Reading passage:

You’re getting married and you’re wondering how this whole money thing is going to work from here on out. Today, we’ll go over what options you have when it comes to blending finances as well as what that might look like when you have significant student loan debt. - Ali in Bloom

You’re getting married and you’re wondering how this whole money thing is going to work from here on out. You’re not sure of the best financial plan to execute together, and having those conversations is uncomfortable to say the least. I’m here to hopefully give you some insight into the world of blended finances. Today, we’ll go over what options you have when it comes to blending finances as well as what that might look like when you have significant student loan debt.

Let’s Talk Money

Talking about finances is not necessarily a fun conversation to have with anyone, let alone your significant other. However, many people, once they get married, choose to blend their finances into one lump sum to use together. As such, it’s imperative that if you are in this situation, you have a discussion with your partner about money.

Of course, the two of you have the power to decide what kind of stance you’d prefer to take when it comes to money. Nevertheless, it’s important to understand what kind of situation your partner is working with when you rely on them for financial stability. Yes, money is a touchy subject, but it’s not anything that can’t be talked out and agreed upon. Complete transparency might feel scary and difficult to reveal to another person, but once everything is out there, you can only improve on your current situation.

As such, if you are getting married or are in a serious relationship, it’s not a bad idea to think about having these types of conversations. Once you lay it all out on the table, you can collectively decide where to go from here. You can decide to tackle your financial battles together. Although, how it is achieved may look very different for each couple.

Data shown:
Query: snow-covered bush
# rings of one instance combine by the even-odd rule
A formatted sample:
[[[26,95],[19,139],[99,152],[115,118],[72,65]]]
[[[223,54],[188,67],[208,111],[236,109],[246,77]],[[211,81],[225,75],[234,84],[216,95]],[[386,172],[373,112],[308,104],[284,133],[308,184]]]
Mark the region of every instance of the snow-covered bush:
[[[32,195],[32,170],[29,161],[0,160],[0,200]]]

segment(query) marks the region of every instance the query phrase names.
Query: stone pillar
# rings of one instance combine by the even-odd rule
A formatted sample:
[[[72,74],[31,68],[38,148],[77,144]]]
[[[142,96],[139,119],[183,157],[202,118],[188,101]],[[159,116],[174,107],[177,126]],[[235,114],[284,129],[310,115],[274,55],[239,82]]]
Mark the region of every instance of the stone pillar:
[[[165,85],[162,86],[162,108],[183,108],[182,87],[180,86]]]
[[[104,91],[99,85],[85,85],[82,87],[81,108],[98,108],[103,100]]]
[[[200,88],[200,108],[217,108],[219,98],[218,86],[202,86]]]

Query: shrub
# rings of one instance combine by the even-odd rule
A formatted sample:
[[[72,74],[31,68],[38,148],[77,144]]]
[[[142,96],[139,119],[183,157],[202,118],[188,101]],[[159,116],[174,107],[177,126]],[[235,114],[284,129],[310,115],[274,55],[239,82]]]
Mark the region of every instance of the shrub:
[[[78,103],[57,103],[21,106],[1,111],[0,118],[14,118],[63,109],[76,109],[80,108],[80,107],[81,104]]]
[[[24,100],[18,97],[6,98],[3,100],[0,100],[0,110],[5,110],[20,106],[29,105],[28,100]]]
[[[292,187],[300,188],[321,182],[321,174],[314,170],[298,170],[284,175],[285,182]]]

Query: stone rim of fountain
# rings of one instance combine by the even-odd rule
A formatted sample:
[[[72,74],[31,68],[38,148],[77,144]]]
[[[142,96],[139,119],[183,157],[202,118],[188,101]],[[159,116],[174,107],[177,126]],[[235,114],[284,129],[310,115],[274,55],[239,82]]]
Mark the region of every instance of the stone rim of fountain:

Exercise description: Continue the piece on blending finances after marriage, starting right after its last sentence.

The reply:
Decide How Bills Are Going to Be Paid

For some couples, blending finances in the traditional sense just makes things too complicated. So, don’t feel bad if you’re not ready to share a bank account just yet. Blending finances can also include having your own separate accounts, but you’re open about money and who can afford to pay which bills.

You’re still having that conversation about your own separate incomes. You know how much each of you makes on a weekly, monthly and yearly basis. As such, you can decide how to split the bills in a way that is comfortable for both of you. Think of it this way: all of your separate financial investments have now become both of your investments. Choosing to spend money on something is now usually a decision that you make together.

For example, if you have a car that you purchased before the marriage and you’re making payments on it, that investment used to be your monthly responsibility alone. However, after you blend your finances, the selling of that car will earn a return for you and your partner, which you can both decide how you’d like to use together. As a result, you might come to the conclusion together that you’d like to both pay some of that car payment. It’s totally up to you.

That scenario fits into a situation where you both decide to keep your separate bank accounts, but you’d both like to take responsibility for all of your bills together. On the other hand, of course, you can choose to deposit all of your earnings into a single account and simply pay everything from there.

My point is, it’s important to have these conversations and understand what investments are worth sharing. The fact of the matter is, any financial decisions you made before the marriage are still going to exist afterward. Those choices are going to have an effect on both of you no matter what, which is why many people agree to “share the burden,” so to speak.

Examine Your Student Loan Debt

So, how does this work when you have a really big debt, like student loan debt, looming over your heads? The first big hurdle is simply getting the information out there. Let your partner know what kind of financial situation you are in.

From there, you can both make decisions about how to blend your finances. You may decide to make payments from your joint bank account, or you could prefer to pay it separately for now. Whatever the case may be, once you’ve had that conversation, you can make a plan of action.

Another huge point to be cognizant about is how you feel about your debt. It’s possible that you’re sharing this information with your partner because you’ve got a significant amount of debt and you’d like some help. Most individuals that have student debt feel overwhelmed by the amount of debt they’re dealing with. I personally feel that this information is very important to share with your significant other.

The reason I say that is because everyone needs help every once and a while. Sharing the fact that you’re overwhelmed with your debt helps your partner to understand you’d not only like some financial help, but that you’re open to ideas about how to better handle this amount of student debt. As they say, two heads are better than one. Your partner might already have some ideas about how you can both share the burden when it comes to your student loans.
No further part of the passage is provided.